— Start of Data supplied —

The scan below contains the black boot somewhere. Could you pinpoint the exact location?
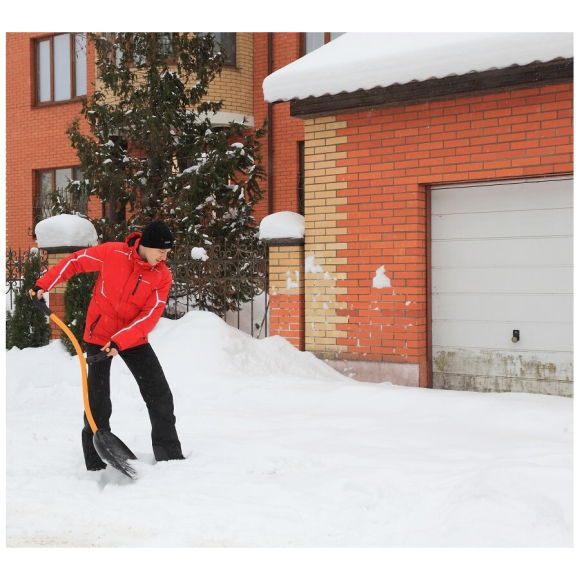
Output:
[153,445,185,461]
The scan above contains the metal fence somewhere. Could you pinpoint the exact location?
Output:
[165,240,268,338]
[6,248,48,310]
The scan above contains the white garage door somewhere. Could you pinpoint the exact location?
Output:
[431,179,573,396]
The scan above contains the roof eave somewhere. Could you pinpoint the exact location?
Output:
[290,58,574,119]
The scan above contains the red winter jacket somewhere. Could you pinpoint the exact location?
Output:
[37,233,172,350]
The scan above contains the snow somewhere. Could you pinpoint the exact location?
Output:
[263,32,573,102]
[34,214,98,248]
[6,312,573,548]
[304,255,328,274]
[191,248,209,262]
[260,211,304,240]
[373,266,391,288]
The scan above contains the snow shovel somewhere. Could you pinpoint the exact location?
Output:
[30,290,137,479]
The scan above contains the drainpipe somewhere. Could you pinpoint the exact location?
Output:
[268,32,274,215]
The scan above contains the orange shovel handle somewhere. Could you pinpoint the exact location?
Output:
[30,291,98,433]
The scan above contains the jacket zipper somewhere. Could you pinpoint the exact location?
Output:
[89,314,102,338]
[131,275,143,296]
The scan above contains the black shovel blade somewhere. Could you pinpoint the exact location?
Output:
[93,429,137,479]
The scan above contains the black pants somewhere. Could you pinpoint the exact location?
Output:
[82,344,183,469]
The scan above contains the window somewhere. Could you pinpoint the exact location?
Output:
[34,167,88,224]
[36,33,87,103]
[301,32,344,56]
[199,32,236,66]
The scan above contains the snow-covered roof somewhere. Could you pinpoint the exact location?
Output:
[263,32,574,102]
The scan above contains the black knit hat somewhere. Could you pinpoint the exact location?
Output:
[140,221,174,250]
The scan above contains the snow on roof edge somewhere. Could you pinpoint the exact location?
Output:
[263,32,573,102]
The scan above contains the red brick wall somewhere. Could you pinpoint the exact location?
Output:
[336,84,573,385]
[6,32,98,249]
[254,32,304,223]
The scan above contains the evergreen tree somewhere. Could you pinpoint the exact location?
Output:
[68,33,265,248]
[6,252,51,349]
[61,272,99,355]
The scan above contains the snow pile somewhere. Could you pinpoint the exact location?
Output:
[263,32,574,103]
[34,214,98,248]
[6,312,573,548]
[260,211,304,240]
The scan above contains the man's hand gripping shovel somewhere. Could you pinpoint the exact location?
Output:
[30,290,137,479]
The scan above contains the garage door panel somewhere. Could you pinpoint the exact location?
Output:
[432,179,572,214]
[432,320,573,353]
[431,237,573,268]
[433,294,573,323]
[432,266,574,294]
[431,209,573,241]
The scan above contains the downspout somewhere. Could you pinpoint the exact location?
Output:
[268,32,274,215]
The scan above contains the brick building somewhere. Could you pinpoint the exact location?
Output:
[6,33,573,395]
[264,33,573,395]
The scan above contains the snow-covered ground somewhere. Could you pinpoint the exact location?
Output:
[6,312,573,548]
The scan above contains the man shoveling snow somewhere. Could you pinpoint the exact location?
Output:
[34,221,184,471]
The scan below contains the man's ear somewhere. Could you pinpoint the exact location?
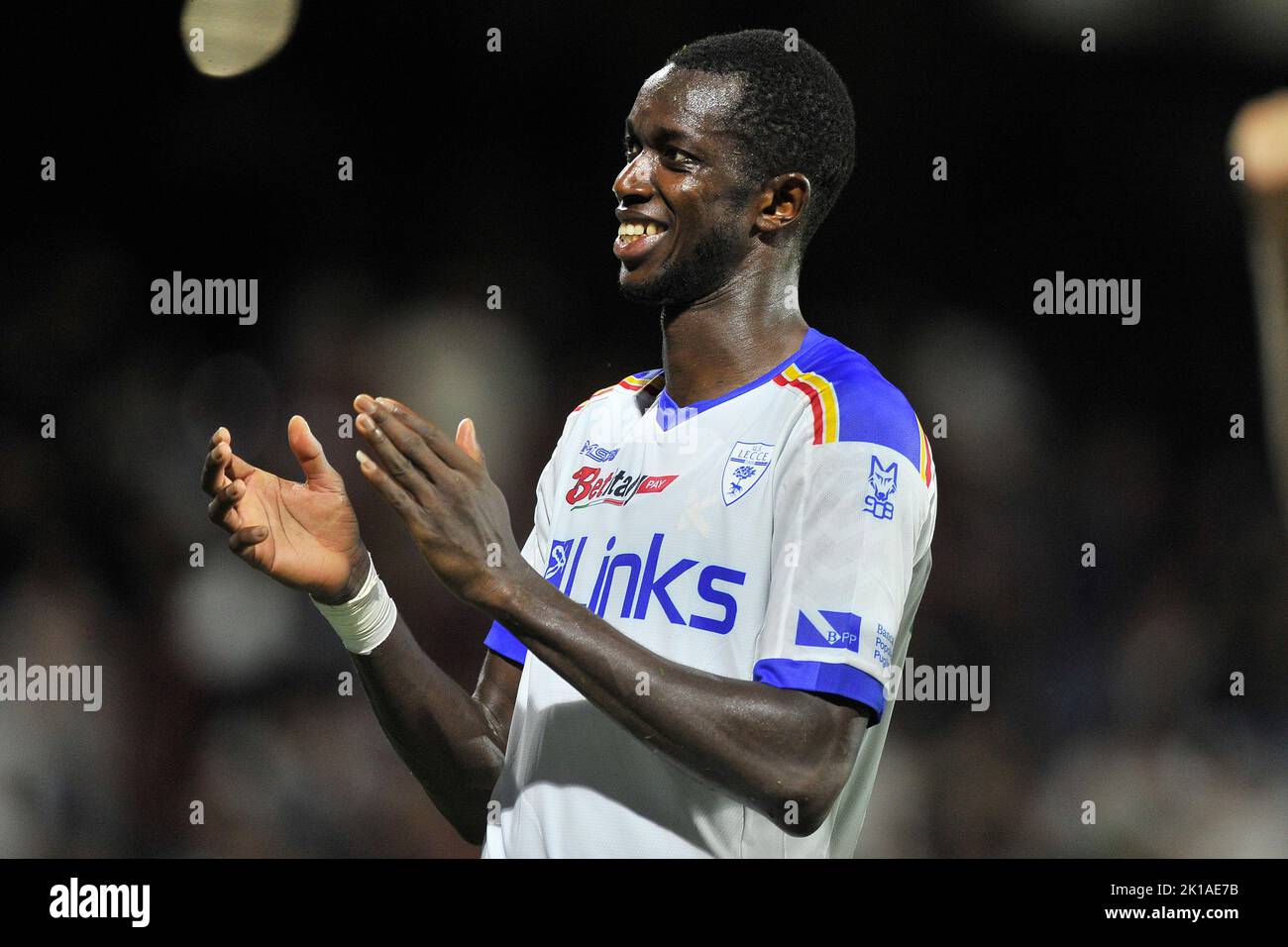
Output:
[756,171,810,233]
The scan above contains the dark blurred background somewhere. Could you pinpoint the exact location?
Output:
[0,0,1288,857]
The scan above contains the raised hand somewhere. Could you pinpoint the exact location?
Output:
[353,394,522,604]
[201,415,369,601]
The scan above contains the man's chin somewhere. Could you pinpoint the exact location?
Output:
[617,266,669,305]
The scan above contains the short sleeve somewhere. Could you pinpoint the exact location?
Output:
[752,410,932,720]
[483,438,563,664]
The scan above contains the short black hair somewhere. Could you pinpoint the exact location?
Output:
[667,30,854,248]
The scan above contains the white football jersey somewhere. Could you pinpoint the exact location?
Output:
[483,329,937,858]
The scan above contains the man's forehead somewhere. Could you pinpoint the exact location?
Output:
[631,63,743,132]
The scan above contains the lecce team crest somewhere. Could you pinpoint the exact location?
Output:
[720,441,774,506]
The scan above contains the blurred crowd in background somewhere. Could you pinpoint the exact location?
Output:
[0,0,1288,857]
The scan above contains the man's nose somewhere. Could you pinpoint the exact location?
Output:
[613,152,653,204]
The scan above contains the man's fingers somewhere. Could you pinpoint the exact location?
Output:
[357,414,442,504]
[206,480,246,532]
[201,438,233,496]
[456,417,486,471]
[376,398,471,471]
[358,451,419,517]
[286,415,344,492]
[228,526,268,556]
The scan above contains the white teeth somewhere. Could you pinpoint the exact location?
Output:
[617,222,666,244]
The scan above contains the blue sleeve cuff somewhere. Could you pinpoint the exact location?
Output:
[483,621,528,665]
[751,657,885,727]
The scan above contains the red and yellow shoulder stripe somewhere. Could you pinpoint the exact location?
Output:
[574,368,662,411]
[774,365,934,487]
[917,417,935,487]
[774,365,841,445]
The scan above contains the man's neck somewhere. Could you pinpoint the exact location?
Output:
[662,264,808,407]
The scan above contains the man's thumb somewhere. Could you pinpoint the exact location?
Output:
[286,415,344,489]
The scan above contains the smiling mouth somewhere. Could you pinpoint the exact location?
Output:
[613,220,667,269]
[617,220,666,244]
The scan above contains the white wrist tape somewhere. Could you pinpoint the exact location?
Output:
[309,554,398,655]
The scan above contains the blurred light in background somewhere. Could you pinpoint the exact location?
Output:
[179,0,300,78]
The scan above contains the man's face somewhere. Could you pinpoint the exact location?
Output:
[613,65,760,305]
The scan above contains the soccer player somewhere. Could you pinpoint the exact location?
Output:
[203,31,937,858]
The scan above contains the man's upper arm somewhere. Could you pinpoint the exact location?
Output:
[754,390,931,725]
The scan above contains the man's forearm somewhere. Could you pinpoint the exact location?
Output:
[485,573,866,834]
[353,616,509,844]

— End of Data supplied —

#### Challenge
Give back every one of the records above word for word, omitting the pictures.

#### The response
The scan below contains the black boot somewhere. Could you pinpoint the exact location?
Output:
[153,445,185,461]
The scan above contains the metal fence somewhere. Could you pinpoint the exact location?
Output:
[165,240,268,338]
[6,248,48,310]
The scan above contains the white garage door somewhere. Could you pinpoint the exact location?
Output:
[431,179,573,396]
The scan above contains the roof eave somewhere. Could you pinpoint the exact location?
Output:
[290,58,574,119]
The scan above contains the red winter jacket somewhere. Could you pinpoint the exact location?
Output:
[37,233,172,350]
The scan above contains the snow somewhere. Could you pinpoint the exact location?
Output:
[263,32,573,102]
[34,214,98,248]
[6,312,573,548]
[304,255,328,274]
[191,248,209,262]
[260,211,304,240]
[373,266,391,288]
The scan above contains the snow shovel somewhere. Could you pinpoint the exact location?
Output:
[30,290,137,479]
The scan above contains the drainpipe somewhere. Could you pinpoint the exact location?
Output:
[268,32,274,215]
The scan above contains the orange shovel handle somewhere. Could you pinpoint the exact location?
Output:
[30,291,98,433]
The scan above contains the jacket zipper somewhere. Could you pinpoint the exact location?
Output:
[89,314,102,338]
[131,275,143,296]
The scan above contains the black shovel blade somewhere. Could you pinpoint the exact location?
Output:
[93,429,137,479]
The scan above contains the black pants somewhere. Could you pinpoint the exact location?
Output:
[82,344,183,469]
The scan above contains the window somewhere. Could you pinpoint the exact location?
Output:
[34,167,88,224]
[36,33,87,103]
[301,32,344,56]
[199,32,236,66]
The scan above contains the snow-covered roof somewhere. Could you pinpoint the exact location?
Output:
[263,32,574,102]
The scan above contains the black knit hat somewhere. Could you pinpoint the exact location?
Output:
[140,221,174,250]
The scan above contains the snow on roof edge somewhere. Could you pinpoint the exact location?
Output:
[263,32,573,102]
The scan above contains the red brick wall somewhere. Could you pinpoint the exact location?
Output:
[336,84,573,385]
[6,32,98,249]
[254,32,304,223]
The scan above contains the evergreen tree somewhere. Could you pinpoint the exact location?
Output:
[68,33,265,248]
[6,252,51,349]
[61,272,99,355]
The scan above contains the snow pile somewhere. Could you pinpoint the exact location?
Output:
[263,32,574,103]
[34,214,98,248]
[6,312,573,548]
[260,211,304,240]
The scan above contains the man's hand gripping shovel somewhere. Could you pinpoint the exact location?
Output:
[30,290,137,479]
The scan above contains the garage door panel somewhere. Could you pinpoint the exact location?
Output:
[432,179,572,214]
[432,320,573,353]
[431,237,573,268]
[433,294,573,323]
[432,266,574,294]
[431,209,573,241]
The scan above contains the downspout somewhere. Could you pinpoint the exact location?
Output:
[268,32,274,215]
The scan above contains the brick building somewhere. Could you pinpoint the exact location?
Output:
[6,33,573,395]
[264,33,573,395]
The scan above contains the snow-covered ground somewhere. Could you pinpoint the exact location?
Output:
[6,312,573,548]
The scan above contains the man shoveling snow somewhere. Could you pinpoint the exact location?
Output:
[34,221,184,471]
The scan below contains the man's ear somewhere. Could you pinpoint the exact location?
Output:
[756,171,810,233]
The scan above contains the dark blurred background somewhere. Could you pinpoint the exact location?
Output:
[0,0,1288,857]
The scan above contains the raised hand somewhere. Could you pinpoint the exact location?
Output:
[353,394,522,604]
[201,415,369,601]
The scan above contains the man's chin somewhere. Could you pinpoint the exact location?
Output:
[617,266,669,305]
The scan above contains the short sleeve somewhere. Could you pinpoint the exact location?
Output:
[752,410,932,720]
[483,438,563,664]
The scan above contains the short black hair somewhere. Could you pinpoint the exact location?
Output:
[667,30,854,248]
The scan above contains the white football jersey somewhere. Could you pinpoint the exact location?
Output:
[483,329,937,858]
The scan above contains the man's forehead somewhere. Could you pinpoint the exact location?
Output:
[631,63,743,132]
The scan above contains the lecce team crest somewhere. Could you pinpoint the exact location?
Output:
[720,441,774,506]
The scan above contains the blurred crowd in background somewhere. Could you pinpoint the exact location?
Output:
[0,0,1288,857]
The scan above contains the man's nose somewhere. Could you pinpoint the exact location?
Output:
[613,152,653,204]
The scan above contains the man's fingers somewhere. Could you pinpoint the exact location?
Output:
[357,414,442,504]
[206,480,246,532]
[201,438,233,496]
[456,417,486,471]
[376,398,471,471]
[358,451,419,517]
[286,415,344,492]
[228,526,268,556]
The scan above contains the white teeth somewhere. Could you pinpoint the exact location?
Output:
[617,222,666,244]
The scan above contains the blue sleeve cuff somewhere. Could you pinpoint the exact location?
Output:
[483,621,528,665]
[751,657,885,727]
The scan above contains the red and yellow shoulder stripe somewhere. Could you pinpoint the exact location?
Output:
[574,368,662,411]
[774,365,934,487]
[917,417,935,487]
[774,365,841,445]
The scan above contains the man's neck somewhere. Could you pinpoint the exact location?
Output:
[662,264,808,407]
The scan above contains the man's thumb somewhere. Could you pinpoint the exact location?
Output:
[286,415,344,489]
The scan above contains the smiling mouth somewhere. Could you pinpoint the exact location?
Output:
[613,220,667,269]
[617,220,666,244]
The scan above contains the white wrist tape somewhere. Could you pinpoint the exact location?
Output:
[309,554,398,655]
The scan above contains the blurred light in background somewhere. Could you pinpoint the exact location?
Output:
[179,0,300,78]
The scan above contains the man's face somewhere. Could you pinpoint the exact location?
Output:
[613,65,760,305]
The scan above contains the soccer player somewhere. Could you pinpoint the exact location?
Output:
[203,31,937,858]
The scan above contains the man's upper arm somewhere. Could you pinpoint the exact location?
Output:
[754,390,931,725]
The scan above contains the man's forearm somewhere. Could you pinpoint the exact location?
Output:
[485,573,866,834]
[353,616,509,844]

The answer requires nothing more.